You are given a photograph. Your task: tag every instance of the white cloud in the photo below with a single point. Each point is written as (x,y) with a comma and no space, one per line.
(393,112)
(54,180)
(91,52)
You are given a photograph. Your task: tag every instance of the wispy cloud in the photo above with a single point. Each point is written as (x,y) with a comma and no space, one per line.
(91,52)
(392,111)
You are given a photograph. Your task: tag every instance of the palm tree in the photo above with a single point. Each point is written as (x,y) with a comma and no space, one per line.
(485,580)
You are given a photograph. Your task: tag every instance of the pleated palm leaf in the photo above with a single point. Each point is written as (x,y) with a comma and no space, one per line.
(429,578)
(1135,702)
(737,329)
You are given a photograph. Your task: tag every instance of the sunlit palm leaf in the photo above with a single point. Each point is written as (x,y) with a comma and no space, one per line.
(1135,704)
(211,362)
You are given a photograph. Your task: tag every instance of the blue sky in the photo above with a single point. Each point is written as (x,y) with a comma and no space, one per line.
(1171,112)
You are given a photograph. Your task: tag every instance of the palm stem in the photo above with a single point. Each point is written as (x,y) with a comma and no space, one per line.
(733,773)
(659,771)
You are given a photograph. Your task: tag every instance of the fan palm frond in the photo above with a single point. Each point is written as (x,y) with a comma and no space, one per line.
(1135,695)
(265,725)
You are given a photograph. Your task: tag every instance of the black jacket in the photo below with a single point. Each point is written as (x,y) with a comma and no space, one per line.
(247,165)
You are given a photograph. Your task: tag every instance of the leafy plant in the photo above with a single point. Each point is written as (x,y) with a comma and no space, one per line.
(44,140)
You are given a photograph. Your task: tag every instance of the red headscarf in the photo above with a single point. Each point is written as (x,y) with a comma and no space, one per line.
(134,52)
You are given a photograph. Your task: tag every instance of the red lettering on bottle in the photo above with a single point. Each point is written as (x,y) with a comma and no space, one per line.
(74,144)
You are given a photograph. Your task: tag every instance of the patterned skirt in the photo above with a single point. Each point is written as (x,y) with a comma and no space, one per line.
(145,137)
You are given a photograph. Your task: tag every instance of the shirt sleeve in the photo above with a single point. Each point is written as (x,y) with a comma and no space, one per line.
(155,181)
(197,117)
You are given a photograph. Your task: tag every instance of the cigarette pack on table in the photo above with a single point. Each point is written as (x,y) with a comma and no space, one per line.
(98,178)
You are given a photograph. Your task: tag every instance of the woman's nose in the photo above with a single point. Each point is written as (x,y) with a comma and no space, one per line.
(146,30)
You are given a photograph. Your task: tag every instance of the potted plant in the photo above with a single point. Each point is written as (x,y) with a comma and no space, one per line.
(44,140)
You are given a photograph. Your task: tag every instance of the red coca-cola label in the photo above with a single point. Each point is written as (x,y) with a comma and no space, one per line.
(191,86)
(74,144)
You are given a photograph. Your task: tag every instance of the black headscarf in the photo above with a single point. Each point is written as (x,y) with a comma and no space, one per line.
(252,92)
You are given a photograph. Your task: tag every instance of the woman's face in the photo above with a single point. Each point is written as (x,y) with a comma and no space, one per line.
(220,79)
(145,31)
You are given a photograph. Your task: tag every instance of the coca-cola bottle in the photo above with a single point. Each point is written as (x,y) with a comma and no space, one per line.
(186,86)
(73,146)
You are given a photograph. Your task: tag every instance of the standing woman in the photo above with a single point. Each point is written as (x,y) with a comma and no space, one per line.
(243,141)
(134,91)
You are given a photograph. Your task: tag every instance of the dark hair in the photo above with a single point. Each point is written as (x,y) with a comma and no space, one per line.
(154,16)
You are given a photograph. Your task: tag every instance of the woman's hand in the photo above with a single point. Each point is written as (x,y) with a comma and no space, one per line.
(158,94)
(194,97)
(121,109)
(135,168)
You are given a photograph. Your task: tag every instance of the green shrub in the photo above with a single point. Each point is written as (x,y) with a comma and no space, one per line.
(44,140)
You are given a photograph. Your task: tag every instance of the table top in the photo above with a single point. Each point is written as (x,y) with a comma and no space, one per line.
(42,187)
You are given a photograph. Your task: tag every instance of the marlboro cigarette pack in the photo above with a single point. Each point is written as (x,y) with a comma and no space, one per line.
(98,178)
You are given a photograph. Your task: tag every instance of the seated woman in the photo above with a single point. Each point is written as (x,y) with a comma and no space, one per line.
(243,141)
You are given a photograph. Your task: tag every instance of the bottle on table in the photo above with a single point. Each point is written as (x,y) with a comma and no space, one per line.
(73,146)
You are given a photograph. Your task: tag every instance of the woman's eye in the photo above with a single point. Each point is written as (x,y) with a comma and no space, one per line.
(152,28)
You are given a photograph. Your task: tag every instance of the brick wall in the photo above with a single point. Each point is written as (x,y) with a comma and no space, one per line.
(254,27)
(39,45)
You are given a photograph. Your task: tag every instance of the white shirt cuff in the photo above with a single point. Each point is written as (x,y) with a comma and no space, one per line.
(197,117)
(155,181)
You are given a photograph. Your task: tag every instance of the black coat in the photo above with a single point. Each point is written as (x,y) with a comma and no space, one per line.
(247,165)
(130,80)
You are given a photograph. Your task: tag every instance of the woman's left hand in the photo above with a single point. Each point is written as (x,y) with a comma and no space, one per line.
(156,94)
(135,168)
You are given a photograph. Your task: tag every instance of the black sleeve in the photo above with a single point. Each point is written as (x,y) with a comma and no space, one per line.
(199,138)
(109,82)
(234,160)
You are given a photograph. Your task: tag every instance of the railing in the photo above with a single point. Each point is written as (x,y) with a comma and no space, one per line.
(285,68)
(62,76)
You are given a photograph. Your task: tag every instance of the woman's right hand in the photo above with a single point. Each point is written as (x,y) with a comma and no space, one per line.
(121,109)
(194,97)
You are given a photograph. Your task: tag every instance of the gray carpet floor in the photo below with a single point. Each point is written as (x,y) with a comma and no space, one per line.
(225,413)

════════════════

#### Requisiti
Ricopia tutte le righe qui sopra senza cambiare nulla.

#### La risposta
You are given a photograph. Your task: tag every instance of the white cloud in the photo below with a single point. Each point is written as (x,y) with a comma and no space, one per line.
(393,112)
(54,180)
(91,52)
You are given a photograph. Your task: tag every instance of the wispy cloud in the photo above with a single point. Each point is written as (x,y) with a comma and no space, one per line.
(91,52)
(392,111)
You are given a photograph. Your task: tag every instance of the palm tree in the photo above with a single point. Each point is written as (x,y) with a comma and no space, one per line.
(485,580)
You are given a photograph. Your task: tag every instance of the pleated palm leaf in the photo above with a single point. Each point is written as (x,y) with a comma and no space, one per line.
(429,578)
(1135,702)
(737,329)
You are given a photograph. Your task: tag every instance of the sunlit palm leaf in the photo above with a single point. Each point is written as (x,y) with a comma and no space, one per line.
(1135,704)
(211,362)
You are given a photograph. Your task: tag every instance of the blue sky in the photo above with a single point. Each point is written as (x,y) with a comma and no space, one per line.
(1171,112)
You are given a photograph. Your task: tag every instance of the palm stem in the photo above with a single point. Each point is written as (x,y) with a comma and no space, one per line.
(733,773)
(659,771)
You are given a photograph. Your task: tag every instance of the fan palm frond in the photo above with a single point. Each point is written as (x,y) with a comma and no space, one per line.
(1135,695)
(265,725)
You are given a photograph. Your task: tag every instance of the black jacket in the photo below with a single point. Each point is written as (x,y) with a comma and no space, one per line.
(247,165)
You are given a photograph. Your task: tag every instance of the leafy plant in the photo above with a single point. Each point is written as (x,y) with a comma and no space, one per line.
(44,140)
You are given a photograph. Your task: tag every instance of the red headscarf in the photo above with a single point. Each point is written as (x,y) with a comma and no space, one per line.
(134,52)
You are given a photograph. Your task: tag every instance of the red lettering on bottle in the photo above with a single point. Each point is written as (x,y) with a comma and no space, one per line.
(74,144)
You are given a photograph. Your task: tag every instance of the patterned skirt in the photo above with a single point. Each point is written as (x,y) with a comma and no space, one per line.
(145,137)
You are given a photograph. Your task: tag every instance of the shirt sleeve in the photo above with a single point. Each point is written as (x,y) with a comma and no space, one per line.
(155,181)
(197,117)
You are given a photograph. Your task: tag every instance of the cigarette pack on table in the photo above with a single point. Each point is written as (x,y) with a comma and no space, one per line.
(98,178)
You are given a photograph. Your task: tag every instance of the woman's nose in the photo above with a single point. Each point is written as (x,y) with a comma and no space, one per line.
(146,30)
You are given a photograph. Your task: tag every instance of the potted plant in the photo above with a single point. Each point is written as (x,y) with a comma and no space, one per line.
(44,140)
You are given a photograph. Your task: tag every instance of the red coca-cola label in the photo above with a single point. Each point is written as (x,y) with a comma and no space, one per line.
(191,86)
(74,144)
You are given a photograph. Your task: tag every instance of the black headscarf in the photo above with a single point. Each point is written as (x,y) with a comma and no space, one per line.
(252,92)
You are given a photograph. Your task: tag every instance of the woman's face in the photo above with a single point. Each point is written as (x,y) with a comma and no space, one per line.
(220,79)
(145,31)
You are given a photograph. Your task: tag every instance of the coca-cola bottle in the photo above with a single point. Each point is written as (x,y) with a comma and no space, one per line.
(186,86)
(73,146)
You are given a photograph. Your task: tag every instance of the standing woman in the photo above with a single point. Each point is written as (x,y) with a comma and no space, one per line.
(243,141)
(134,91)
You are given a photograph. Your task: tag every instance of the dark hair in the photo above with a single point. Each point is written as (x,y) with a comma and no space, one per line.
(154,16)
You are given a photograph. Your task: tag every instance of the woman's hand in the photo above with a single point. Each point is written as (x,y) with a comma and no space, one per line.
(158,94)
(194,97)
(121,109)
(135,168)
You are given a photograph. Your task: tag every instance of the green shrub in the photo above with a single point. Each point is written as (x,y) with a comma and no space, one per line.
(44,140)
You are given a photograph. Your task: tag every instance of the table top in the photo above with a single point. Each point is written as (x,y) with a comma and no space, one per line.
(42,187)
You are given a photograph. Your task: tag every instance of the marlboro cigarette pack in the photo above with a single point. Each point is written as (x,y) with a comma and no space, one per line.
(98,178)
You are given a photograph. Your task: tag every instance of the seated woman in the photo above with a single point. Each point is written as (x,y) with a comma and no space, one per line.
(243,141)
You are given a photograph. Your task: tag every instance of the bottle on table in the photo above with a single point. Each point is written as (x,y) with a comma and no space, one per line.
(73,146)
You are given a photograph. Your task: tag every instance of the woman's eye in the photo above with a single point. Each point is written as (x,y) with a comma and no space, one per line.
(152,28)
You are given a photograph. Your task: tag every instance of the brick wall in the photo above with a single point. Each point is written as (x,y) with a comma and no space, one per line.
(254,27)
(39,45)
You are given a photograph. Your task: tag every instance of the white shirt cuff in the photo above with a single point. Each point is written as (x,y) with a comma and no space, one per line.
(197,117)
(155,181)
You are given a photograph. Your task: tag every instance of the black coat in the photo above with a single point. Each point is written as (x,y) with a comma and no space, one per line.
(247,165)
(130,80)
You are given a photograph. Your task: tag every instance of the woman's left hand in the photo above with a single point. Each point is written as (x,y) with a comma and no space, one per line.
(156,94)
(135,168)
You are given a photograph. Your task: tag every instance of the black sleeve in the photo above with a single point. Each point is written as (x,y) with a comma and no space, one per line.
(199,138)
(109,82)
(234,160)
You are given a photograph. Your task: tag every instance of the railing in the photo above with a single point. Each point is written as (x,y) with a comma and no space, one per line.
(285,68)
(62,76)
You are given a photograph. Your task: tag every instance of the woman's right hand in the photo above with a single point. Each point is written as (x,y) with a comma and no space, one per line.
(121,109)
(194,97)
You are given a photograph. Your task: tag every instance of the gray carpet floor in the photo below with a single point. Each point is written as (x,y) with a comma and no space, one per line.
(225,413)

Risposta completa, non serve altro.